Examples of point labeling
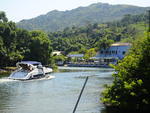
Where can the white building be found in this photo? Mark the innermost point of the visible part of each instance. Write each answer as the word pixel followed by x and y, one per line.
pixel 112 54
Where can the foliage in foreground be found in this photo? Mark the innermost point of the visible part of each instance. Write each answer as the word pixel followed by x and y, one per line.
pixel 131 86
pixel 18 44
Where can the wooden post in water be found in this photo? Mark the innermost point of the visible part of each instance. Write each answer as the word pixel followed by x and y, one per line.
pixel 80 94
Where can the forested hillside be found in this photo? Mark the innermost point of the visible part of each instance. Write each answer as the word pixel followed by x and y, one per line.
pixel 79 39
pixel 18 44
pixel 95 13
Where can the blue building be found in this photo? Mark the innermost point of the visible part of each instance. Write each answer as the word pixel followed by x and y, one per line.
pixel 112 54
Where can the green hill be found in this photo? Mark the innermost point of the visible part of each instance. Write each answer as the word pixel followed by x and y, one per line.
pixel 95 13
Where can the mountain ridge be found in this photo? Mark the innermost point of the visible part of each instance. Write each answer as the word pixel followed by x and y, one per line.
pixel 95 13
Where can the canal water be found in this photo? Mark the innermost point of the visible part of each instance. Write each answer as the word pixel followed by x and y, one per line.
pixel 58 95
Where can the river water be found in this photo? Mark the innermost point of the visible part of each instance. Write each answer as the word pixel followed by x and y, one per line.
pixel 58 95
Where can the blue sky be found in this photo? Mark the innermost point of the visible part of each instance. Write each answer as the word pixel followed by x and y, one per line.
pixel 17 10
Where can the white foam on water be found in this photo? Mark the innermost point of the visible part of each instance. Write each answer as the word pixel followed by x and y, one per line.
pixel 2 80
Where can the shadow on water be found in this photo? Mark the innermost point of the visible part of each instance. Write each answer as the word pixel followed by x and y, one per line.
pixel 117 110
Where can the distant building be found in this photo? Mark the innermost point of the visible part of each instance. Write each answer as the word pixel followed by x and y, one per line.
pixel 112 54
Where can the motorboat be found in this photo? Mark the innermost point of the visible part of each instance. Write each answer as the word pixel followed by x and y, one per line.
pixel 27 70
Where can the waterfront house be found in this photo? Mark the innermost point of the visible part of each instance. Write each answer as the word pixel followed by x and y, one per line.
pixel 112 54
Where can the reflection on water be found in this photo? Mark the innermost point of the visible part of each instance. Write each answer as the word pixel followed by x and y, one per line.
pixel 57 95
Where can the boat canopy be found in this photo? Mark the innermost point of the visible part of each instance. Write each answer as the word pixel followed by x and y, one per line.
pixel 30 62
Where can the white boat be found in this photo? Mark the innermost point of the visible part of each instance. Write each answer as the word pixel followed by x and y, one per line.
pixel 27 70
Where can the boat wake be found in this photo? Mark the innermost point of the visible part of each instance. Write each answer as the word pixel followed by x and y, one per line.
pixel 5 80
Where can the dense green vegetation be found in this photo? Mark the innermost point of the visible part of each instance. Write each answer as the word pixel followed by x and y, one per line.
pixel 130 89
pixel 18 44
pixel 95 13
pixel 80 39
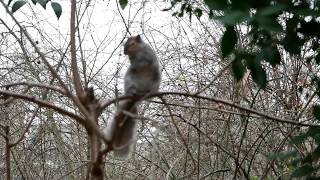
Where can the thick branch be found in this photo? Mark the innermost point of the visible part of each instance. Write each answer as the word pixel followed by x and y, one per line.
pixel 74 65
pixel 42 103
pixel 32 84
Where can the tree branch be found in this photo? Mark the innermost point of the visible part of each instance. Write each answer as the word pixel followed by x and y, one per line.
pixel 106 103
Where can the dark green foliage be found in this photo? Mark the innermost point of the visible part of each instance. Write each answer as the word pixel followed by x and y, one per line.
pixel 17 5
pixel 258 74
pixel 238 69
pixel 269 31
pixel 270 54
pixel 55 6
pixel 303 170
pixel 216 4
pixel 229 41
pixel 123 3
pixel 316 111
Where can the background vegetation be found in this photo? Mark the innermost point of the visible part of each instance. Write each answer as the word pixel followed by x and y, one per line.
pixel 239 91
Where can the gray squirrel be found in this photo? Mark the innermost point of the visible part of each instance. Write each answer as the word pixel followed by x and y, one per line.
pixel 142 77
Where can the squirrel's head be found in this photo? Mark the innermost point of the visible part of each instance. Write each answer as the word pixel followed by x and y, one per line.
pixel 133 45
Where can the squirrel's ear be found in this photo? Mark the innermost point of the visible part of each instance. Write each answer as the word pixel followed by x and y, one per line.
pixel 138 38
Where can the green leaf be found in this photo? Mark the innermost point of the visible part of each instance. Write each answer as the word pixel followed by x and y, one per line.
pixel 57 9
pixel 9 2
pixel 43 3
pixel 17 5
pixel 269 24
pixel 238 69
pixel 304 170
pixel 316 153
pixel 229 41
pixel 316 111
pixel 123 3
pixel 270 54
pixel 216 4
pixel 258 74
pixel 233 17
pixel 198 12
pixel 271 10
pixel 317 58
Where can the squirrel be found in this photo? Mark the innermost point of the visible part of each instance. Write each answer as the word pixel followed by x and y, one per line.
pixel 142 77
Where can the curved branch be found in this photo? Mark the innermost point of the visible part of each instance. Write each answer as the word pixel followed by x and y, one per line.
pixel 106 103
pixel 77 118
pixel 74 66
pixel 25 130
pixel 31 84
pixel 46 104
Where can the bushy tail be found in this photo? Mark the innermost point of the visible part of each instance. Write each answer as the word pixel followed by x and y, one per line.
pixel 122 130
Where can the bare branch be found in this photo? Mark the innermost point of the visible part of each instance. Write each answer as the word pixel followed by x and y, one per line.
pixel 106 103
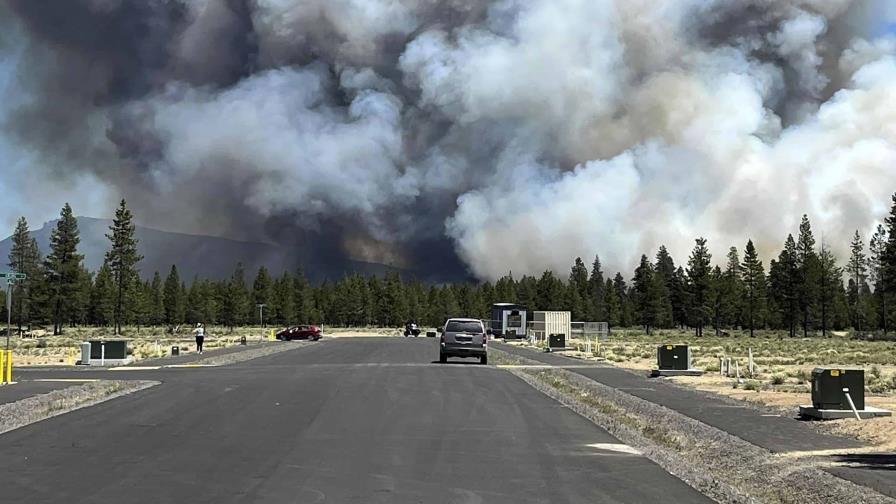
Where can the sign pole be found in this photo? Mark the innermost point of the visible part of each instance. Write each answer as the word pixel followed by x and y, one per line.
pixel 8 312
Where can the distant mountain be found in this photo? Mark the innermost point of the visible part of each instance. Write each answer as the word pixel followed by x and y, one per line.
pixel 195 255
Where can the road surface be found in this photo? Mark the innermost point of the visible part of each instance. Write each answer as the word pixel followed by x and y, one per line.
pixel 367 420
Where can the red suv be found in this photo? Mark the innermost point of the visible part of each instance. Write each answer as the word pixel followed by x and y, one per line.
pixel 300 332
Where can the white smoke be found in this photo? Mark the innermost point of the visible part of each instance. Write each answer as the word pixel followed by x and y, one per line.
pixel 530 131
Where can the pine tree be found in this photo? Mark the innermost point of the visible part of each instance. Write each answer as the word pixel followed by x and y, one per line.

### Objective
Format all of the lines above as a numbered list, omitting blank lines and leaving out the pictures.

### Response to the exercise
1. Where can the white building be found in this photo? Mark the innermost point of the visible part of each instance. Write each answer as the word pixel followed by x and y, one per line.
2. pixel 112 54
3. Where can the foliage in foreground be found in this photo? Mark the innermost point of the visible part of each instance. Write each answer as the word pixel followed by x and y, one per line.
4. pixel 131 86
5. pixel 18 44
6. Where can the wooden post in water be found in this photo? Mark the innermost point of the visible part of each instance. Write each answer as the word pixel followed by x and y, one per line.
7. pixel 80 94
8. Where can the forested hillside be found in this photo? Mark the innermost point of the visible part of each instance. Write each answer as the word pixel followed by x and y, one per line.
9. pixel 79 39
10. pixel 18 44
11. pixel 95 13
12. Where can the blue building be found in this photo? Mark the innermost point of the visible part of each instance. Write each answer as the word pixel followed by x and y, one per line.
13. pixel 112 54
14. Where can the green hill be found in this photo? Mark the innermost point of the visible part of each instance. Write each answer as the word pixel followed by x and y, one per line.
15. pixel 95 13
16. Where can the mountain ridge be found in this photo? Mark the innermost point of the visible part of each instance. Write each answer as the word pixel followed by x and y, one per line.
17. pixel 95 13
18. Where can the canal water be found in this photo? Mark the innermost point of the visible part of each instance. Write each answer as the word pixel followed by x and y, one per line.
19. pixel 58 95
20. Where can the river water be found in this photo? Mark the innermost point of the visible part of each instance. Write each answer as the word pixel followed by x and y, one per line.
21. pixel 58 95
22. Where can the blue sky be found in this photo? Mark the innermost point of the visible part of each instance. Write each answer as the word pixel followed by x and y, one per line.
23. pixel 17 10
24. Where can the white foam on water be found in this photo? Mark the innermost point of the visible part of each instance. Write each answer as the word pixel followed by x and y, one per line.
25. pixel 2 80
26. Where can the shadow on water be found in this photo? Mark the innermost point of the visible part of each instance. Write each answer as the word pixel followed by x and y, one per line.
27. pixel 117 110
28. Where can the distant building be found in this photo? Mark the innermost point of the visible part of each instance. Write each answer as the word pixel followed by x and y, one per line.
29. pixel 112 54
30. Where can the motorboat be found in this photo? Mark the innermost point of the visible part of each instance. Write each answer as the word pixel followed by x and y, one per line.
31. pixel 27 70
32. Where can the waterfront house be found in this photo? Mark the innermost point of the visible part of each instance. Write each answer as the word pixel followed by x and y, one per line.
33. pixel 112 54
34. Where can the reflection on water be found in this photo? Mark the innermost point of the visible part of each instance. Write each answer as the word pixel followed by x and y, one per line.
35. pixel 57 95
36. Where can the boat canopy be found in this photo? Mark the innermost point of the visible part of each instance. Write each answer as the word pixel followed by x and y, one per line.
37. pixel 30 62
38. Where can the white boat be found in this photo? Mark the innermost point of the visible part of each instance. Write each answer as the word pixel followed by x and y, one per line.
39. pixel 27 70
40. Where can the boat wake be found in this photo? Mark the innermost point of the visible part of each instance. Write each answer as the word pixel followed by x and y, one per line.
41. pixel 5 80
42. Where can the dense green vegetation be found in this photo? Mark the innermost point of the visible part of each instance. Write each answer as the word pixel followed by x and y, one per line.
43. pixel 130 89
44. pixel 18 44
45. pixel 95 13
46. pixel 80 39
47. Where can the thick branch be found in this photo? Mark the innermost point of the visible part of each instance. Write each answer as the word pixel followed by x and y, one per line.
48. pixel 74 65
49. pixel 42 103
50. pixel 32 84
51. Where can the tree branch be found in this photo? Mark the innermost point of the visible part of each instance. Write each answer as the word pixel followed by x and y, one per line.
52. pixel 106 103
53. Where can the dark green foliage be found in this photo? Mark the innermost point of the visible part of each instance. Write each answer as the word pixel followed by x and y, one per line.
54. pixel 17 5
55. pixel 258 74
56. pixel 238 69
57. pixel 269 31
58. pixel 270 54
59. pixel 55 6
60. pixel 303 170
61. pixel 216 4
62. pixel 229 41
63. pixel 123 3
64. pixel 316 111
65. Where can the background vegetation be found in this photo? Mark the innermost point of the visible part of each instance. Write each answer as the word pixel followed by x and y, one per line.
66. pixel 239 91
67. Where can the gray squirrel be found in this photo? Mark the innermost point of the visible part of each instance. Write each answer as the word pixel followed by x and y, one per line.
68. pixel 142 77
69. Where can the squirrel's head be found in this photo? Mark the innermost point of the visible part of each instance. Write each answer as the word pixel followed by x and y, one per line.
70. pixel 133 45
71. Where can the squirrel's ear be found in this photo? Mark the innermost point of the visible part of each instance. Write each answer as the word pixel followed by x and y, one per line.
72. pixel 138 38
73. Where can the green leaf be found in this photo? Mark the innermost point of the visible part of each instance. Write each answer as the word pixel followed by x and y, one per line.
74. pixel 57 9
75. pixel 9 2
76. pixel 43 3
77. pixel 17 5
78. pixel 269 24
79. pixel 238 69
80. pixel 304 170
81. pixel 316 153
82. pixel 229 41
83. pixel 316 111
84. pixel 123 3
85. pixel 270 54
86. pixel 216 4
87. pixel 258 74
88. pixel 233 17
89. pixel 198 12
90. pixel 271 10
91. pixel 317 58
92. Where can the squirrel be found in this photo? Mark the innermost point of the visible part of each instance. Write each answer as the word pixel followed by x and y, one per line.
93. pixel 142 77
94. Where can the curved branch be found in this photo? Mark the innermost point of the visible part of each instance. Write each answer as the word pixel followed by x and y, one per line.
95. pixel 106 103
96. pixel 77 118
97. pixel 74 66
98. pixel 25 130
99. pixel 31 84
100. pixel 46 104
101. Where can the bushy tail be found in this photo? Mark the innermost point of the visible part of each instance. Write each answer as the word pixel followed by x and y, one per line.
102. pixel 122 130
103. Where can the bare branch be found in this photo? Mark the innermost point of the visible part of each instance. Write each answer as the word pixel followed by x and y, one per line.
104. pixel 106 103
105. Where can the sign pole be found in this photo? Mark the innermost point of the visible part of each instance. Write each answer as the word pixel followed by x and y, one per line.
106. pixel 8 312
107. Where can the distant mountain be found in this photo? Mark the innermost point of the visible part of each instance. Write each answer as the word pixel followed by x and y, one per line.
108. pixel 195 255
109. Where can the road surface be found in this photo? Mark the innermost point of the visible part of each instance. Write each answer as the word pixel followed by x and y, one per line.
110. pixel 367 420
111. Where can the red suv be found in this photo? Mark the innermost point of the visible part of each instance. Write each answer as the word pixel followed by x and y, one per line.
112. pixel 300 332
113. Where can the white smoke be found in this photo? Mark the innermost point of the visible part of each instance. Write each answer as the word pixel followed by x and y, one per line.
114. pixel 530 131
115. Where can the pine tree be found in this photo? Mark the innermost point of the visible part of each instance. Write each answer as the word pixel followed by x and y, one per line.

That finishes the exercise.